An ensemble method based on marginal-effect models (EMM) for estimating usual food intake from single-day dietary data and internal/external two-day dietary data

Abstract

Background

With collection of repeated 24-hour recalls, there exist challenges in usual intake estimation, including infeasibility of multiple dietary assessments, and shortage of non-zero intakes for episodically consumed foods.

Objectives

We developed an ensemble method based on marginal-effect models (EMM), which estimates usual intake distribution using single-day data with internal or external two-day data.

Methods

The performance of the EMM was evaluated and compared with the National Cancer Institute (NCI) method and NCI 1-d method, via simulations with various scenarios and real data analyses of red meat, fish, and protein from Korea National Health and Nutrition Examination Survey (KNHANES).

(Source records)

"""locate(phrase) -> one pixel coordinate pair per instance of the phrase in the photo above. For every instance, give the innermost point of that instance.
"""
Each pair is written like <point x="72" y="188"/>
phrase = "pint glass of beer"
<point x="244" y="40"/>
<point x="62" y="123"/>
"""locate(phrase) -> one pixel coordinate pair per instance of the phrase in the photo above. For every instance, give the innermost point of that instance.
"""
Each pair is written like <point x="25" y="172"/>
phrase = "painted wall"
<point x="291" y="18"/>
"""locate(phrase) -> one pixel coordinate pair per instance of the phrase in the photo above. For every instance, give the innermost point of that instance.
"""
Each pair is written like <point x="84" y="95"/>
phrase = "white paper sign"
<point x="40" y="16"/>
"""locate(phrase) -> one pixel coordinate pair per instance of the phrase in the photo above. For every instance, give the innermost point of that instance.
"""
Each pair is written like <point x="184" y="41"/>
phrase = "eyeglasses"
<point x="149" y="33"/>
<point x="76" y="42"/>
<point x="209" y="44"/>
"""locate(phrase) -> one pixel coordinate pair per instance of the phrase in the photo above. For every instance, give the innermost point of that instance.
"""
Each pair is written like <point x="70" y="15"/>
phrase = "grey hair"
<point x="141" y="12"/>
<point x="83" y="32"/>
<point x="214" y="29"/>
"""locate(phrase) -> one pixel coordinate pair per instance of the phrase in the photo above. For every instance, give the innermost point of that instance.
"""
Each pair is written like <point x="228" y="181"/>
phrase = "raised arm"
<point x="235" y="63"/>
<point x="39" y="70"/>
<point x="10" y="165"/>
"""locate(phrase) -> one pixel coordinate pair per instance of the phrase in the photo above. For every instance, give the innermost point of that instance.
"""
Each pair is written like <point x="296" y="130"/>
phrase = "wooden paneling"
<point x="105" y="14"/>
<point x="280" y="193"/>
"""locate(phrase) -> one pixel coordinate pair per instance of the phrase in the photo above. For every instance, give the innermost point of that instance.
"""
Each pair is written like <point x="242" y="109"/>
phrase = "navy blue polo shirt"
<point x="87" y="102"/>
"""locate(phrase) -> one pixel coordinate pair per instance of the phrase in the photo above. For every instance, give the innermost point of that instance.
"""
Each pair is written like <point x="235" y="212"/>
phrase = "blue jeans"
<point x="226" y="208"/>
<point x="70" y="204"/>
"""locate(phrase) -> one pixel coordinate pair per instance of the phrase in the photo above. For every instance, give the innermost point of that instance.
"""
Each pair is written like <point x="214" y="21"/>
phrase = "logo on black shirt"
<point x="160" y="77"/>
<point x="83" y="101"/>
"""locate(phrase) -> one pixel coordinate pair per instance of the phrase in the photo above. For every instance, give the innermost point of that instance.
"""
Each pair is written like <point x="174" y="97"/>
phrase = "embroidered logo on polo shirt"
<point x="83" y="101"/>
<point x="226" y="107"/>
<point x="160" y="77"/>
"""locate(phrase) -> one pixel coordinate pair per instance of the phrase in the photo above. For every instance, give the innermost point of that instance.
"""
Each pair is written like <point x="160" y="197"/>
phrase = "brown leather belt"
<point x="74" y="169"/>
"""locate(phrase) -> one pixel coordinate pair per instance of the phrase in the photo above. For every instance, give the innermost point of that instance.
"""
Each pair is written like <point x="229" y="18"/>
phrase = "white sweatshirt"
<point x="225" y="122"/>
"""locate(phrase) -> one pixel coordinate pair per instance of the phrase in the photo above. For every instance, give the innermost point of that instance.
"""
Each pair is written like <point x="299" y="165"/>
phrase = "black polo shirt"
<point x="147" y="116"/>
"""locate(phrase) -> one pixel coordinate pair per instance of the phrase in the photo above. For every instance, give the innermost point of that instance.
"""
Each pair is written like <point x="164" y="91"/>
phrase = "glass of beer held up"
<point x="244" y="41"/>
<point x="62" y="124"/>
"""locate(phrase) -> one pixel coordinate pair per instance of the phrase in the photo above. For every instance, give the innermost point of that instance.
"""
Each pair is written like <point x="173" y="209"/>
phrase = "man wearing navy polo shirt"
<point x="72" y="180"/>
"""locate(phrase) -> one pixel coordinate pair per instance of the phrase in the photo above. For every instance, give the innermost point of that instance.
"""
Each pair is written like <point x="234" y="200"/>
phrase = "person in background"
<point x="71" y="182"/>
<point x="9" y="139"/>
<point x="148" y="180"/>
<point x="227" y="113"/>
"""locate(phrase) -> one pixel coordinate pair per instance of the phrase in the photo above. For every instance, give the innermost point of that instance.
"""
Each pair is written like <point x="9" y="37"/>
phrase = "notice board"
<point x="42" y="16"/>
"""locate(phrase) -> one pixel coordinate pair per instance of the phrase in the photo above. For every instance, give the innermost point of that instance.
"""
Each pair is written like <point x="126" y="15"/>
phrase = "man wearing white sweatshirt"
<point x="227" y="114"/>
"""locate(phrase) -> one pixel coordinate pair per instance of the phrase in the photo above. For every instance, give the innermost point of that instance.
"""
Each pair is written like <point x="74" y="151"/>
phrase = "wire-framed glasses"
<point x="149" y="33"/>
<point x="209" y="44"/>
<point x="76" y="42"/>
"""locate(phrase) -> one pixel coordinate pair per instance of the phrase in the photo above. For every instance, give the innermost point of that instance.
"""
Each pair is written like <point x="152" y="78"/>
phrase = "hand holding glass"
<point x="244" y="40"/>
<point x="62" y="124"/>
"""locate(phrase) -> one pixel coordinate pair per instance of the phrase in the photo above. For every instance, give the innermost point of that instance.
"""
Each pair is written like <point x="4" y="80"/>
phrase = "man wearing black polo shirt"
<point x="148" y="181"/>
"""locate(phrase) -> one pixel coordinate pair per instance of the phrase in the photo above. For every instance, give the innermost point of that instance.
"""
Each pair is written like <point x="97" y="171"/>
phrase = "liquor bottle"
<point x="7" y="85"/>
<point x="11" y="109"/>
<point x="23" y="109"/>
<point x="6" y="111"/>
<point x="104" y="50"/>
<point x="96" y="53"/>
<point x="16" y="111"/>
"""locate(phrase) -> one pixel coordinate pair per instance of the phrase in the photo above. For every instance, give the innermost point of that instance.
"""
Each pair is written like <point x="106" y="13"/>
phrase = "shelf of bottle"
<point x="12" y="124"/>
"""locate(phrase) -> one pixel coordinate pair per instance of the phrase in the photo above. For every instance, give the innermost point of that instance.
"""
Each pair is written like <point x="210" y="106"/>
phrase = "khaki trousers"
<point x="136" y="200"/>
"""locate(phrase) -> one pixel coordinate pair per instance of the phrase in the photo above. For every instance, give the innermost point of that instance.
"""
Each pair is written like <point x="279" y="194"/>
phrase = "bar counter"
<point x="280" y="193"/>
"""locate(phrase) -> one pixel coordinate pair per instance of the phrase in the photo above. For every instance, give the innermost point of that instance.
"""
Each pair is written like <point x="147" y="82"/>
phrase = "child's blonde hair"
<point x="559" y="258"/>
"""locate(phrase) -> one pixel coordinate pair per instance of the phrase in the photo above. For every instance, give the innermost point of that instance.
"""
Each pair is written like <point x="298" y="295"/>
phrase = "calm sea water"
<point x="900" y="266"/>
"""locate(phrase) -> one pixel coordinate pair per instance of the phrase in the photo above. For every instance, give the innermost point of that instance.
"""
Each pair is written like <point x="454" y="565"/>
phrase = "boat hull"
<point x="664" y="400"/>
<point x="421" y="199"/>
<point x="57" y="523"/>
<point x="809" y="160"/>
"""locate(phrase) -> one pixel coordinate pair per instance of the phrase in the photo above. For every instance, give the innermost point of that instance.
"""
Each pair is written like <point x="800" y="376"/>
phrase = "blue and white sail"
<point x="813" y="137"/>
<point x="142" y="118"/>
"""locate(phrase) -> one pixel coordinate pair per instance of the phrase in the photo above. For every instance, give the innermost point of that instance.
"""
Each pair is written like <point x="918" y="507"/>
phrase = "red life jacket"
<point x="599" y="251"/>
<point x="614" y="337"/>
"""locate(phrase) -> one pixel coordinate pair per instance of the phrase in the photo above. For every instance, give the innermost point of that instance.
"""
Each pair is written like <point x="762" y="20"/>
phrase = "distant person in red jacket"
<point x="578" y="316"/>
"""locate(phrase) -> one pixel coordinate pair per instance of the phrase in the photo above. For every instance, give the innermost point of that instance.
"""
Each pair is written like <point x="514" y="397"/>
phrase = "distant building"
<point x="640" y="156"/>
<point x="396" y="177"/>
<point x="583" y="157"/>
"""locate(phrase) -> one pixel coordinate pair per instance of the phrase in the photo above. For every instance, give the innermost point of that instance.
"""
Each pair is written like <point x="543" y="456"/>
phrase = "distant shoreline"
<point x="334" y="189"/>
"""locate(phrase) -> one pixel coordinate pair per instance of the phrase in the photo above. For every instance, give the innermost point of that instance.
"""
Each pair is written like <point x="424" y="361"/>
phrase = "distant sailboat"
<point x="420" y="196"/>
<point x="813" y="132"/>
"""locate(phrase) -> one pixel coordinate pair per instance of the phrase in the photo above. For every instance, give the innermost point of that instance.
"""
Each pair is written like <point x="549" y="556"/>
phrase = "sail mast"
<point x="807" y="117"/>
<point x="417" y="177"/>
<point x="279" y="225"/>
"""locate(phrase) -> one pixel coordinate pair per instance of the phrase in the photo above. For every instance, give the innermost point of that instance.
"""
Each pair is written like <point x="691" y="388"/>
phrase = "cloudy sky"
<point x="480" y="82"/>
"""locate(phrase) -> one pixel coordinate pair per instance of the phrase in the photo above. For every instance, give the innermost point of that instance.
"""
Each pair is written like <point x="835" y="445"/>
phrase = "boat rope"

## What is being asked
In the abstract on estimating usual food intake, reproduce word for word the passage from "With collection of" to "episodically consumed foods.".

## Exercise response
With collection of repeated 24-hour recalls, there exist challenges in usual intake estimation, including infeasibility of multiple dietary assessments, and shortage of non-zero intakes for episodically consumed foods.